**GOAL:** Copy out verbatim, from the records below, the part that opens with the line containing "base and mark each with a bounding box." and closes with the line containing "[94,465,142,482]", both of those lines included.

**DATA FOR THE TASK:**
------------------------

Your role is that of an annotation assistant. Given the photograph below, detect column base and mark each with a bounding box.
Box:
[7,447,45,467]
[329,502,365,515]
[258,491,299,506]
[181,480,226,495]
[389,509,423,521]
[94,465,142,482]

------------------------

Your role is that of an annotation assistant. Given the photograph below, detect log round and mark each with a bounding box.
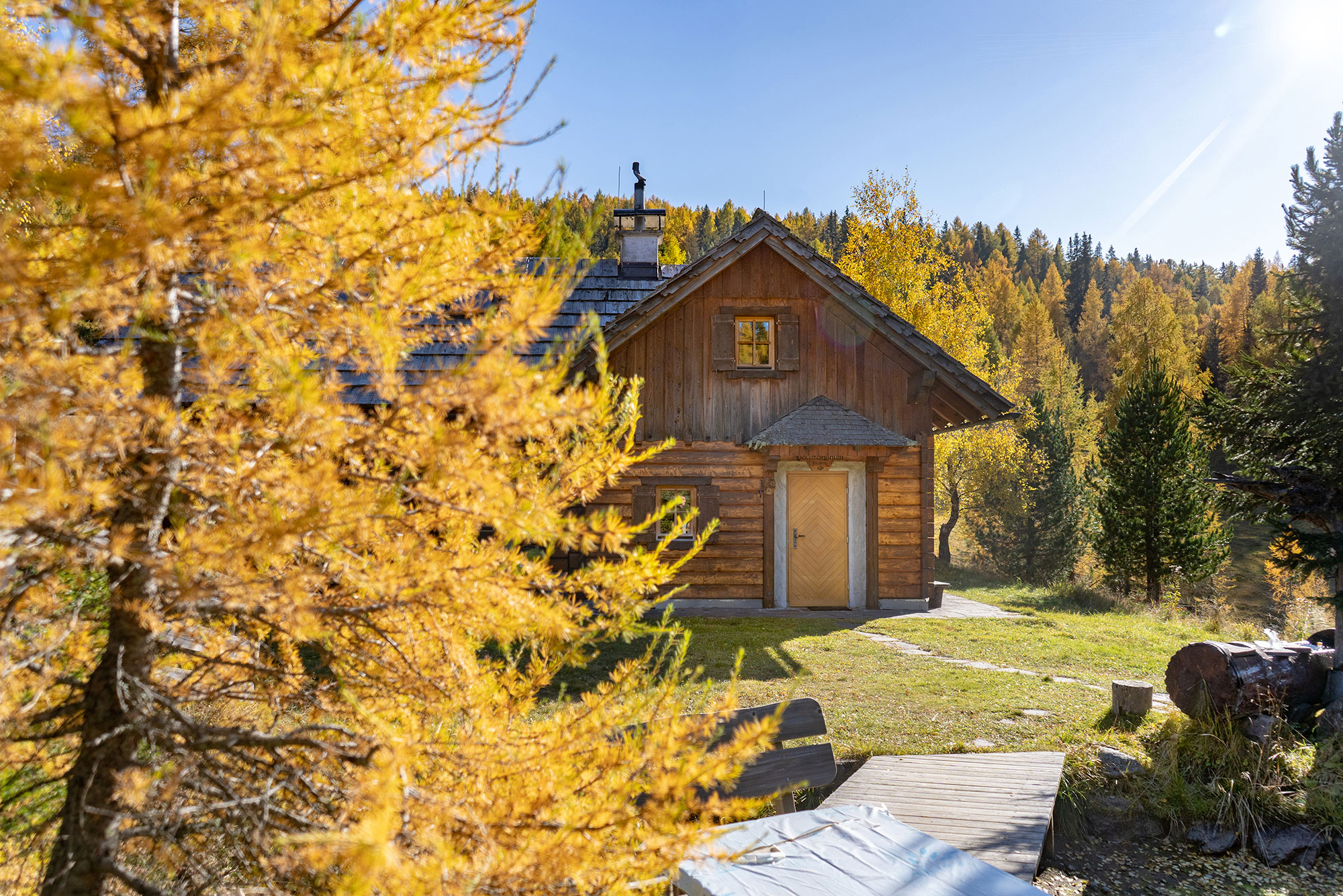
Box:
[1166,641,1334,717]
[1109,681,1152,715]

------------------------

**RESPONSE:**
Your role is that of an annotation assistant. Given the photograph below, detect column base and mark each with a bounding box.
Box:
[7,447,45,467]
[329,502,365,515]
[258,491,299,506]
[181,480,226,495]
[389,509,423,521]
[94,465,142,482]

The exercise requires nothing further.